=== Section Start ===

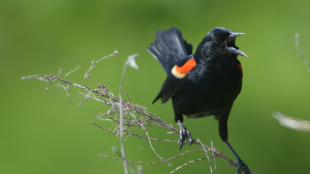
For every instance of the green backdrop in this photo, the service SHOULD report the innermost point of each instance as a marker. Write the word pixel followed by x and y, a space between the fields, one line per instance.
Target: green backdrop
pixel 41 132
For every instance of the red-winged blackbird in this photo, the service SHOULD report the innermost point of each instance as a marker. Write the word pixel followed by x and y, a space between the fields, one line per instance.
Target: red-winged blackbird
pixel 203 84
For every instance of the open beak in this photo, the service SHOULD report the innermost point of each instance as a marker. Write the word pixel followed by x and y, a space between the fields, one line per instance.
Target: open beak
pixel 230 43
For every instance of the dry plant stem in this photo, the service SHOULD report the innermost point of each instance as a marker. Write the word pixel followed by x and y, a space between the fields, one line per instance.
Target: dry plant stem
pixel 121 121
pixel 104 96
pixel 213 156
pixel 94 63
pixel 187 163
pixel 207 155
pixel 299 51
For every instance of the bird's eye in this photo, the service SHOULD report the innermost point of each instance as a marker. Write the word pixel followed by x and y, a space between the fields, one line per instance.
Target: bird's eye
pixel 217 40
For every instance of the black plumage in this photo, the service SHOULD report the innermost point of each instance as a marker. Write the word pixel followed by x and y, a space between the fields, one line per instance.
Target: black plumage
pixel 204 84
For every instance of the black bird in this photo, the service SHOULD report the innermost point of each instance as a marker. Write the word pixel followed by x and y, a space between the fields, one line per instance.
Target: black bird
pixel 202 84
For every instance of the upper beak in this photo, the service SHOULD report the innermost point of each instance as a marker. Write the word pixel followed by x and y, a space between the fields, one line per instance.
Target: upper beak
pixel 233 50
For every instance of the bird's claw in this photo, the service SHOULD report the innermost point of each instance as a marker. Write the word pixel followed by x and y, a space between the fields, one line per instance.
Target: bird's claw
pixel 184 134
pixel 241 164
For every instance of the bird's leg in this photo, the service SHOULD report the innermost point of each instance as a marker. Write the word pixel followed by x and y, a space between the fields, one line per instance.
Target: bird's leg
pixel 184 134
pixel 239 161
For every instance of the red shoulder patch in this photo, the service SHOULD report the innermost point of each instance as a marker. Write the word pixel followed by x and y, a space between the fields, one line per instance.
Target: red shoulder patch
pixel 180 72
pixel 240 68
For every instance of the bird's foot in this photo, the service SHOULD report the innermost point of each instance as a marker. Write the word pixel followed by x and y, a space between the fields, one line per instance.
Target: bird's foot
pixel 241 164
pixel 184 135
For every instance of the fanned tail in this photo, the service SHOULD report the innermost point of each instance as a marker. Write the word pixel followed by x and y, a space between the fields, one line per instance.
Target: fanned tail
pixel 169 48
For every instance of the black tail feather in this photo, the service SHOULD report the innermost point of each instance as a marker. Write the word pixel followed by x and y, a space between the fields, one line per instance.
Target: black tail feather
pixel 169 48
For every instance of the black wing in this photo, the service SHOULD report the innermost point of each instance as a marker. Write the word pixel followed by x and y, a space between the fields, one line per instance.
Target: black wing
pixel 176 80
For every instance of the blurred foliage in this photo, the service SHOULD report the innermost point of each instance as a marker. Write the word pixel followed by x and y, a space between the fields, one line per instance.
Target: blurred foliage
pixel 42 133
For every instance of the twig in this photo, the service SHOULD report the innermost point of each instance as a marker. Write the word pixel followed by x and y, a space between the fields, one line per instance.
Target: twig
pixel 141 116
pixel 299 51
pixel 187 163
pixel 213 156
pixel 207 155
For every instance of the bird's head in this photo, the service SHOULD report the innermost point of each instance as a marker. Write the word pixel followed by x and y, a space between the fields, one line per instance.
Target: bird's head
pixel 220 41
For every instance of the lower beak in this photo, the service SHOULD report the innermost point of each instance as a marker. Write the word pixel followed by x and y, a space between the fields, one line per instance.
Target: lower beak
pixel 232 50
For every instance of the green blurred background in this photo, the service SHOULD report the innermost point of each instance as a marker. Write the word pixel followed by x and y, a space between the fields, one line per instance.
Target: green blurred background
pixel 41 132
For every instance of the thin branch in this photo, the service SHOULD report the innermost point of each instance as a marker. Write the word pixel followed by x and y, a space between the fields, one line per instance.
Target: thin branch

=== Section End ===

__What is being asked__.
Return, in full, every line of these entries that holds "branch".

__Solution for this exercise__.
For every instance of the thin branch in this photo, the service SHOULD report the innermost point of each instance as a marker. Write the word pixel followed by x and y, a space between the fields, one line per instance.
Target: thin branch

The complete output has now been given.